_TEXT SECTION_
Three new polls published over the weekend have shown Labour’s support climb to 31-2%, higher than the 30.4% Ed Miliband achieved in May 2015.

Two polls, from Opinium and ORB, had Labour’s support on 32%, while a third from YouGov had the party on 31%. In all three polls, the party trailed the Tories by double figures.

Given widespread predictions of a total collapse in the Labour vote, should Corbyn actually deliver more votes than Ed Miliband it would prove hugely embarrassing for those who have attacked him as ‘unelectable’ over the past two years. 

After the intense and in many ways unprecedented media scrutiny Corbyn has faced as leader, the incredible lengths to which his own party has gone to undermine him, the result would be remarkable – even if insufficient to form a government. It would surely prompt the need for much deeper reflections of the party’s situation, the long-term shrinking in its electoral base, and a more serious strategy for renewal than simply shouting ‘Corbyn out’ louder each summer.

It may not only be Ed Miliband that Corbyn outperforms, based on current polling. In fact, Ed Miliband secured more votes in England in 2015 than Tony Blair in 2005, by a small margin, and outmatched Gordon Brown’s 2010 England result by over a million votes. If the polls are to be believed, and Corbyn’s performance matches or improves on the three opinions polls this weekend, he might actually secure more Labour votes south of the border than any of the party’s previous leaders in the last three General Elections.

_WHAT YOU SHOULD DO_
Answer these questions from the polling article:
(a) What share of support did Ed Miliband achieve in May 2015?
(b) Which pollster put Labour on 31%?
(c) By how much did Ed Miliband's 2015 vote in England exceed Gordon Brown's 2010 England result?
The items that come next are separate material, unrelated to the polling article.

[Dataset excerpt]
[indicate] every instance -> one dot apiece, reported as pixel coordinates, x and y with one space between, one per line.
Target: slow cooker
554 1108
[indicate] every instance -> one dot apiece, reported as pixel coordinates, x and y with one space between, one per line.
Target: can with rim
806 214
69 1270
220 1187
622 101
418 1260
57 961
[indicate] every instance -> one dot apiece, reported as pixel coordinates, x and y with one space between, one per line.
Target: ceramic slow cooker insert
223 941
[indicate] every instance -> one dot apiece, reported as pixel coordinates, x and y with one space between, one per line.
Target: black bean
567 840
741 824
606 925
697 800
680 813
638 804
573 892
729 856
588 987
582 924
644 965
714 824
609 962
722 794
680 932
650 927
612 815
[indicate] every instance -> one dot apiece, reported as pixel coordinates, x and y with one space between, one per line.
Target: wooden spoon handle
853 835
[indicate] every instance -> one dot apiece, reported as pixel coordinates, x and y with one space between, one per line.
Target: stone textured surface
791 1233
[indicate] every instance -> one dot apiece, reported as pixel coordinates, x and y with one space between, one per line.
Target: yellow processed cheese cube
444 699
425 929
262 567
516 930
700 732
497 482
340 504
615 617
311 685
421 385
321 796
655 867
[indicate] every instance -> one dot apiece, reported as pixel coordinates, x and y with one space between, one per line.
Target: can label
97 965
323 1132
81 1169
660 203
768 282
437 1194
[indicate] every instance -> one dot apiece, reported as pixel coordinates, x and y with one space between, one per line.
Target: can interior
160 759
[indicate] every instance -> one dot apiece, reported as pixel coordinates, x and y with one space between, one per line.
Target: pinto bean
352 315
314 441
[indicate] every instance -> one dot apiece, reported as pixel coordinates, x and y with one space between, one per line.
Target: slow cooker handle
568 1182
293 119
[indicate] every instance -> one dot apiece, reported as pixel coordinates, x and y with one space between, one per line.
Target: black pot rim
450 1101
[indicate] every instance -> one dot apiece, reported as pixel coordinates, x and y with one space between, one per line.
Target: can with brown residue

_EXERCISE OUTPUT_
(a) 30.4%
(b) YouGov
(c) By over a million votes